What you are asked to do >> All entries must be set down once more, precisely as given.

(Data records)
= = = = =

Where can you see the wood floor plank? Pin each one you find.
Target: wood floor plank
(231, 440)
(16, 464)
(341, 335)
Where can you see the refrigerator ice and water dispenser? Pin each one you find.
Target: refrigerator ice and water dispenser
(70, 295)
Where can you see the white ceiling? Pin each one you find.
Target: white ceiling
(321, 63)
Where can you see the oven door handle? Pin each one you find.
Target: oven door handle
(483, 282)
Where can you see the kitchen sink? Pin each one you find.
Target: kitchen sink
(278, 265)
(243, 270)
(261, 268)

= = = = =

Output below >>
Where can you see the wood floor plank? Pin each one you find.
Target: wood floor plank
(231, 440)
(16, 464)
(341, 335)
Where can you see the refrigerator ice and water dispenser? Pin each one you find.
Target: refrigerator ice and water dispenser
(70, 295)
Where can you see the white ceiling? Pin each one you find.
Target: white ceiling
(321, 63)
Where can you see the oven door handle? Pin each one you find.
Target: oven door handle
(483, 282)
Where can you see the kitchen sink? Pin each one you find.
Target: kitchen sink
(278, 265)
(243, 270)
(261, 268)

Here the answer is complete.